══ Extracted material
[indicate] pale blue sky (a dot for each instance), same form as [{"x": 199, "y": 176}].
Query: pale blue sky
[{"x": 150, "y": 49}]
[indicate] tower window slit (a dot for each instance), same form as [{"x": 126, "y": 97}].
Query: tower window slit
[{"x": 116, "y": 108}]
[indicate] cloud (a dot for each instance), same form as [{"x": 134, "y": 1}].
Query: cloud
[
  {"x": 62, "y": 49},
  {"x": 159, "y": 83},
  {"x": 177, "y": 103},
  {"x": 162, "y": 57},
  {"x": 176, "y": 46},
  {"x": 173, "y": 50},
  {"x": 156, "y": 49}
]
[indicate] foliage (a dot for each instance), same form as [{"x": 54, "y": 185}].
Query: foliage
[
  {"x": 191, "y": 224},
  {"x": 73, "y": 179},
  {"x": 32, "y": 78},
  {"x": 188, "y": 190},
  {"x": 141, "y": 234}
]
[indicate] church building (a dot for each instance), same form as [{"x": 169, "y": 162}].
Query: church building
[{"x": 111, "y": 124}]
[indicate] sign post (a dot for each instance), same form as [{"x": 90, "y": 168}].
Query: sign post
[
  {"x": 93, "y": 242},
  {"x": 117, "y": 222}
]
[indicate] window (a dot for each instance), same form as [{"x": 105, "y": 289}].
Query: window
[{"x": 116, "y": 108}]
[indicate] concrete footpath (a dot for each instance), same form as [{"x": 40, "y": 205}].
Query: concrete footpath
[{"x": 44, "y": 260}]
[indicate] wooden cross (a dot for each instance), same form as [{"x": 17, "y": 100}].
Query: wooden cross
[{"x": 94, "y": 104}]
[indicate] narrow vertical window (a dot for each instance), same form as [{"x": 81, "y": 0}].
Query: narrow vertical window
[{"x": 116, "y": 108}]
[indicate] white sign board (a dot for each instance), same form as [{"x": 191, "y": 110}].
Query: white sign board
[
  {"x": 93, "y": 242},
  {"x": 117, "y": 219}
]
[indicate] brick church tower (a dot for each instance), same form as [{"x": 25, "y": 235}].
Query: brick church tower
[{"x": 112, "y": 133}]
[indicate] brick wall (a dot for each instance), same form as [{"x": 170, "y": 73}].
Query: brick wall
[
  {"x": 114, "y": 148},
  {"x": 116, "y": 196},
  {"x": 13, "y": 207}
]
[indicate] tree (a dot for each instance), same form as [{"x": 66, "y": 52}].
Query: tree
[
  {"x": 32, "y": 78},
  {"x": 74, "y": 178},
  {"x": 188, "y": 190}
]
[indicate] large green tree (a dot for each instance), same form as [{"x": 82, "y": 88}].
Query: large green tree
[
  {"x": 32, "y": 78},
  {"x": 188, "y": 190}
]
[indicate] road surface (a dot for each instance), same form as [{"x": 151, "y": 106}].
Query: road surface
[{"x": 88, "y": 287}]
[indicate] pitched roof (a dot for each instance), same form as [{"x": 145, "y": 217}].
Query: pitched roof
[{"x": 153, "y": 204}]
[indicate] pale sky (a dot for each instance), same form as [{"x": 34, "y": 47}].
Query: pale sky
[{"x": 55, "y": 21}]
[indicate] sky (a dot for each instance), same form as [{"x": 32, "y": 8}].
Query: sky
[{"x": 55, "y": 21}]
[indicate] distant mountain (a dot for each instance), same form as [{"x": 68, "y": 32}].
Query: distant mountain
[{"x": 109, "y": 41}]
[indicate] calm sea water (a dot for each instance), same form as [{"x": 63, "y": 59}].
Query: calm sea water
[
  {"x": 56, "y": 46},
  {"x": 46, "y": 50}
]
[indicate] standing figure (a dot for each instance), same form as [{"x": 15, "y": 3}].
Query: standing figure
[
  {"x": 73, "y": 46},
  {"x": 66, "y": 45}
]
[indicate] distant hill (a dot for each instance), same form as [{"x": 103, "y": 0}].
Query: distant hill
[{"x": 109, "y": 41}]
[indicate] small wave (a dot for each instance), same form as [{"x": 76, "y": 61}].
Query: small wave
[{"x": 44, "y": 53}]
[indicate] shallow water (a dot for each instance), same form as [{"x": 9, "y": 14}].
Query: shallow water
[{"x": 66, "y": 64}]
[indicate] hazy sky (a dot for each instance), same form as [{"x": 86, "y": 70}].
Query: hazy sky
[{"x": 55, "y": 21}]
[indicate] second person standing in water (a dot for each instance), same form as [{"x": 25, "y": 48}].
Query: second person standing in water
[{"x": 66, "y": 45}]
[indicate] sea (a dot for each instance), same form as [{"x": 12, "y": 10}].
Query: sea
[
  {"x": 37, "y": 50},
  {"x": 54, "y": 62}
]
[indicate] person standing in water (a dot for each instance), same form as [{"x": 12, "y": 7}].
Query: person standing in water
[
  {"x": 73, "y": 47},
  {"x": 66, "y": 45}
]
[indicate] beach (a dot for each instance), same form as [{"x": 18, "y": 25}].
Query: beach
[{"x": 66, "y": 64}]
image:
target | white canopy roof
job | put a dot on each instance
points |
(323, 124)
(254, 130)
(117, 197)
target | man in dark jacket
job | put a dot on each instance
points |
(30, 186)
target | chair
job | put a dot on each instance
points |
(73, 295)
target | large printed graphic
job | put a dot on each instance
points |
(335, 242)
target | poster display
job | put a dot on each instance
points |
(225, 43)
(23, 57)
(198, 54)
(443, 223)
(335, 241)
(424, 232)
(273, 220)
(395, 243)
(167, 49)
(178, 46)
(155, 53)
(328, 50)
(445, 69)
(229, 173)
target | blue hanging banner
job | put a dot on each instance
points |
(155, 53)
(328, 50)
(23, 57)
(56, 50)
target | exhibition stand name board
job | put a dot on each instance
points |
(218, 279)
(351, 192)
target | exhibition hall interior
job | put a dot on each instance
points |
════
Reproduce all the items with "foliage" substituted by "vegetation" and every other part left as it stands.

[indicate] pale blue sky (a dot for each instance), same form as [{"x": 199, "y": 176}].
Query: pale blue sky
[{"x": 150, "y": 49}]
[indicate] tower window slit (a dot for each instance), same form as [{"x": 126, "y": 97}].
Query: tower window slit
[{"x": 116, "y": 108}]
[indicate] cloud (a dot for each instance), same form as [{"x": 134, "y": 1}].
Query: cloud
[
  {"x": 62, "y": 49},
  {"x": 159, "y": 83},
  {"x": 177, "y": 103},
  {"x": 162, "y": 57},
  {"x": 176, "y": 46},
  {"x": 173, "y": 50},
  {"x": 156, "y": 49}
]
[indicate] vegetation (a dot for each instance), same form as [{"x": 54, "y": 185}].
Query: vegetation
[
  {"x": 191, "y": 224},
  {"x": 73, "y": 179},
  {"x": 32, "y": 78},
  {"x": 188, "y": 190},
  {"x": 141, "y": 234}
]
[indicate] church building (a dot for each instance), same form as [{"x": 169, "y": 162}].
Query: church building
[{"x": 111, "y": 124}]
[indicate] sign post (a dot for each instance), same form as [{"x": 90, "y": 168}].
Query: sign post
[
  {"x": 93, "y": 242},
  {"x": 117, "y": 222}
]
[indicate] window (a dot for each instance), same form as [{"x": 105, "y": 289}].
Query: window
[{"x": 116, "y": 108}]
[indicate] concrete footpath (a dot for each instance), same form as [{"x": 40, "y": 205}].
Query: concrete footpath
[{"x": 44, "y": 260}]
[indicate] wooden cross (a dot for each instance), same form as [{"x": 17, "y": 100}].
Query: wooden cross
[{"x": 94, "y": 104}]
[indicate] narrow vertical window (a dot for each instance), same form as [{"x": 81, "y": 0}].
Query: narrow vertical window
[{"x": 116, "y": 108}]
[indicate] white sign board (a dot for each instance), same form as [{"x": 191, "y": 110}].
Query: white sign board
[
  {"x": 93, "y": 242},
  {"x": 117, "y": 219}
]
[indicate] brick church tower (a dot for each instance), same form as [{"x": 25, "y": 235}].
Query: brick church tower
[{"x": 112, "y": 133}]
[indicate] brick wall (a dot for each instance), same form as [{"x": 170, "y": 73}].
Query: brick wall
[
  {"x": 114, "y": 148},
  {"x": 116, "y": 196},
  {"x": 13, "y": 207}
]
[indicate] tree (a dot for each instance), same form as [{"x": 66, "y": 52}].
Query: tree
[
  {"x": 32, "y": 78},
  {"x": 74, "y": 178},
  {"x": 188, "y": 190}
]
[indicate] large green tree (a dot for each instance), same form as [{"x": 82, "y": 88}].
Query: large green tree
[
  {"x": 32, "y": 78},
  {"x": 188, "y": 190}
]
[indicate] road surface (a dot for each instance), same form as [{"x": 151, "y": 106}].
Query: road surface
[{"x": 88, "y": 287}]
[indicate] pitched roof (a dot for each instance), same form as [{"x": 145, "y": 217}].
Query: pitched roof
[{"x": 153, "y": 204}]
[indicate] pale sky (a dot for each instance), same form as [{"x": 34, "y": 47}].
Query: pale sky
[{"x": 55, "y": 21}]
[indicate] sky (a dot for each instance), same form as [{"x": 32, "y": 8}].
Query: sky
[{"x": 55, "y": 21}]
[indicate] distant mountain (a dot for each instance), same form as [{"x": 68, "y": 32}].
Query: distant mountain
[{"x": 109, "y": 41}]
[indicate] calm sea water (a dot for each instance), same form as [{"x": 63, "y": 59}].
Query: calm sea water
[
  {"x": 56, "y": 46},
  {"x": 46, "y": 50}
]
[indicate] standing figure (a dot for each instance), same form as [{"x": 15, "y": 3}].
Query: standing figure
[
  {"x": 73, "y": 46},
  {"x": 66, "y": 45}
]
[indicate] distant hill (a dot for each instance), same form as [{"x": 103, "y": 0}].
Query: distant hill
[{"x": 109, "y": 41}]
[indicate] small wave (a dot for each instance), same form as [{"x": 76, "y": 61}].
Query: small wave
[{"x": 44, "y": 53}]
[indicate] shallow water (a dot for each instance), same form as [{"x": 9, "y": 14}].
Query: shallow water
[{"x": 66, "y": 64}]
[indicate] hazy sky (a dot for each instance), same form as [{"x": 86, "y": 70}].
Query: hazy sky
[{"x": 55, "y": 21}]
[indicate] second person standing in water (a dot for each instance), same form as [{"x": 25, "y": 48}].
Query: second person standing in water
[{"x": 66, "y": 45}]
[indicate] sea (a dot for each instance), same form as [{"x": 12, "y": 10}].
Query: sea
[
  {"x": 37, "y": 50},
  {"x": 54, "y": 62}
]
[indicate] person standing in water (a dot for each instance), same form as [{"x": 12, "y": 7}].
Query: person standing in water
[
  {"x": 73, "y": 47},
  {"x": 66, "y": 45}
]
[indicate] beach (a dot for each instance), same form as [{"x": 18, "y": 25}].
Query: beach
[{"x": 66, "y": 64}]
image:
target | white canopy roof
job | put a dot on each instance
points |
(323, 124)
(254, 130)
(117, 197)
target | man in dark jacket
job | put a dot on each instance
points |
(30, 186)
target | chair
job | put a dot on each instance
points |
(73, 295)
target | large printed graphic
job | put a dot on each instance
points |
(335, 242)
target | poster display
job | put a dot on each instance
points |
(225, 43)
(23, 57)
(198, 54)
(443, 223)
(335, 241)
(424, 232)
(273, 220)
(395, 243)
(167, 49)
(178, 46)
(155, 53)
(328, 50)
(445, 69)
(229, 173)
target | blue hanging banner
job | put a dot on each instance
points |
(155, 53)
(328, 50)
(23, 57)
(56, 50)
target | exhibition stand name board
job | put a dot on each instance
points |
(218, 279)
(351, 192)
target | exhibition hall interior
job | put a dot on each instance
points |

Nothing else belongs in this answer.